• _EXERCISE TASK 1_:
Pick out every line in the rows below that contains the string "fence", and copy each of those lines.

• _PAGE_:
Recommendation: blocked
Confidence: high
Analyzed HEAD: 74db9b7532bb9de910eb08884789f2f0c1fd7f6c
Findings: 4 blocker(s), 2 warning(s), 0 suggestion(s)

This is an automated advisory review. A human maintainer must make the final merge decision.

Limitations: Review used trusted PR metadata, status context data, linked issue/comment text, and the provided diff; no PR scripts, tests, package-manager commands, or workflows were executed.; Current CI and E2E jobs were still pending at the time of review.; No E2E Advisor recommendation comment was available in the provided context.; CodeRabbit review for the current PR was still pending, so final automated review findings may not yet be reflected.; The current PR is a revert; human maintainers should confirm the reason for reverting #3784 and whether reopening the #3567 behavior is intended.

Workflow run

Full advisor summary

PR Review Advisor

Base: origin/main
Head: HEAD
Analyzed SHA: 74db9b7532bb9de910eb08884789f2f0c1fd7f6c
Recommendation: blocked
Confidence: high

This revert is currently blocked by pending CI/mergeability and appears to reintroduce the known macOS VM-driver snapshot failure by removing the VM gateway metadata probe and its regression test.

• _Records_:
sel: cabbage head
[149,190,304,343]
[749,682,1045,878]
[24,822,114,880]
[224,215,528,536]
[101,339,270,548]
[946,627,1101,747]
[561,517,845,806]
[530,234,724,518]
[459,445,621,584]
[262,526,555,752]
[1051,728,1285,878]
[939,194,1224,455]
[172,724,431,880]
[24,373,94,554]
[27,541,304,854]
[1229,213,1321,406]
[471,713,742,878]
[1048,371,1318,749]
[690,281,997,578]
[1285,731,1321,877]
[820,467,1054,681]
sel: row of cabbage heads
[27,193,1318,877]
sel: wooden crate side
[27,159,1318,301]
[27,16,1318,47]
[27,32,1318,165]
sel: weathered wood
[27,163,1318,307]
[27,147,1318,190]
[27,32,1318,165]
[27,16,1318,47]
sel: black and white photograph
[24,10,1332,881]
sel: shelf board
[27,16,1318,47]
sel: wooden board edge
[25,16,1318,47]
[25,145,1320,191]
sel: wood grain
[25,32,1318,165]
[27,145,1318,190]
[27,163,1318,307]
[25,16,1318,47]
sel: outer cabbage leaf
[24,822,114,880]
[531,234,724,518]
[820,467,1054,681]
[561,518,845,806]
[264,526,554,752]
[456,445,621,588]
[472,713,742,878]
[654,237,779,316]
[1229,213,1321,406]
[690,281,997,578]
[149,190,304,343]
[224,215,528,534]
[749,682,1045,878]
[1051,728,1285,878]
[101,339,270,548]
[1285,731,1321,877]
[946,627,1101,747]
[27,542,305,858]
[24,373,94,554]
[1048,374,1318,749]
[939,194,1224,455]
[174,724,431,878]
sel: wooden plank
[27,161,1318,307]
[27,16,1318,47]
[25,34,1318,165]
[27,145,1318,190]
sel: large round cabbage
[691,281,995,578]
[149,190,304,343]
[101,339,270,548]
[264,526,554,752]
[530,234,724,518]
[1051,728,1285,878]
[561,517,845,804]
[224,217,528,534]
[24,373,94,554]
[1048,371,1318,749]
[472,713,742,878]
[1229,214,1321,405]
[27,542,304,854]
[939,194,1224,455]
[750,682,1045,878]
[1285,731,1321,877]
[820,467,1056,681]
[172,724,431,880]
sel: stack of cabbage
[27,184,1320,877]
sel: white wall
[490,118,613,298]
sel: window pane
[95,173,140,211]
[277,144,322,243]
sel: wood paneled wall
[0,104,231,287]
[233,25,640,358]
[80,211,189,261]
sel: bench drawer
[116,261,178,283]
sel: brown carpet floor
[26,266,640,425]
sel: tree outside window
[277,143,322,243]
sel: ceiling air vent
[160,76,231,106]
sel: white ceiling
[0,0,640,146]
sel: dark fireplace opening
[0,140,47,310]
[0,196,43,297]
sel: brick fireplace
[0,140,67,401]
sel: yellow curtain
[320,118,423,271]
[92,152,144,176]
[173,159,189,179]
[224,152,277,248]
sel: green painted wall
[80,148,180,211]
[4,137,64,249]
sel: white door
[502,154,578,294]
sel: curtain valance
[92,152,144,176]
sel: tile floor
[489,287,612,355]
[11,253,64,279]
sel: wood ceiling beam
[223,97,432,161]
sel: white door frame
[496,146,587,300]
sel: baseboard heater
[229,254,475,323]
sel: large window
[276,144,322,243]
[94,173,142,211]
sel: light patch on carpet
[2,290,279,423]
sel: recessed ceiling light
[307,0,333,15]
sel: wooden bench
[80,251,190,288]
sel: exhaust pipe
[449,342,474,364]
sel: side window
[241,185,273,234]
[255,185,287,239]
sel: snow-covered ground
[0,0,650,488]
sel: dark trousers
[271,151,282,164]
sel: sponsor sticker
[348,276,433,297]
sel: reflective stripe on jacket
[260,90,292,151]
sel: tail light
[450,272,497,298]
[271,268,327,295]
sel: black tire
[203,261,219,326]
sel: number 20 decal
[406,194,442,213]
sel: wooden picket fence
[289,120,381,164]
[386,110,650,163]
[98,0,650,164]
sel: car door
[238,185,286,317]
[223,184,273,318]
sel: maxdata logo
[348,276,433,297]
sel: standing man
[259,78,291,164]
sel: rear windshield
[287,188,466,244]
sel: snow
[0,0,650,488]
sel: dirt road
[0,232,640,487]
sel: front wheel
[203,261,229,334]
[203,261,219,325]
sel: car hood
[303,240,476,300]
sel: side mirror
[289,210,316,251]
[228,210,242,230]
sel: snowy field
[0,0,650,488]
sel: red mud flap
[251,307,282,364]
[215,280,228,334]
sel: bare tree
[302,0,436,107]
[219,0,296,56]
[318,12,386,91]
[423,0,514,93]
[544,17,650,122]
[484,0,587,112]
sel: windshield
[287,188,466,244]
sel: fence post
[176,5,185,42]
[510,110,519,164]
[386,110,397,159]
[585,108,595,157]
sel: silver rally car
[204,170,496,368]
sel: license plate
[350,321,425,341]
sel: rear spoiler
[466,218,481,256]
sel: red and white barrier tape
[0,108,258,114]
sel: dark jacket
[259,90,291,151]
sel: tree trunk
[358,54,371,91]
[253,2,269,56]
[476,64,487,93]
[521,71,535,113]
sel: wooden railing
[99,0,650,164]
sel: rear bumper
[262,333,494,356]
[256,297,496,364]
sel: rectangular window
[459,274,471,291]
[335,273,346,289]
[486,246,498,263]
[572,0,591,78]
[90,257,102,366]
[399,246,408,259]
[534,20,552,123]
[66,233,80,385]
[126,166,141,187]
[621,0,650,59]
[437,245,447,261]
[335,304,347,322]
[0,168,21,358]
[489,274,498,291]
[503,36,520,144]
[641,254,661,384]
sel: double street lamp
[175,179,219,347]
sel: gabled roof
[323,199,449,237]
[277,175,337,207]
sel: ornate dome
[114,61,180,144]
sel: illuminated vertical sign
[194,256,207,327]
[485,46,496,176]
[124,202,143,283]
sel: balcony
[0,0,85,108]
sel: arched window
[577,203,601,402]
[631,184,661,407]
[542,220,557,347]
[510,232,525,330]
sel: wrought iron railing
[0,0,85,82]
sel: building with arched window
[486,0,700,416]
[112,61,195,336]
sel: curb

• _EXERCISE TASK 2_:
From the PR review summary above, reproduce word for word the stretch from "Workflow run" through "its regression test.".

• _EXERCISE SOLUTION 1_:
sel: wooden picket fence
sel: fence post

• _EXERCISE SOLUTION 2_:
Workflow run

Full advisor summary

PR Review Advisor

Base: origin/main
Head: HEAD
Analyzed SHA: 74db9b7532bb9de910eb08884789f2f0c1fd7f6c
Recommendation: blocked
Confidence: high

This revert is currently blocked by pending CI/mergeability and appears to reintroduce the known macOS VM-driver snapshot failure by removing the VM gateway metadata probe and its regression test.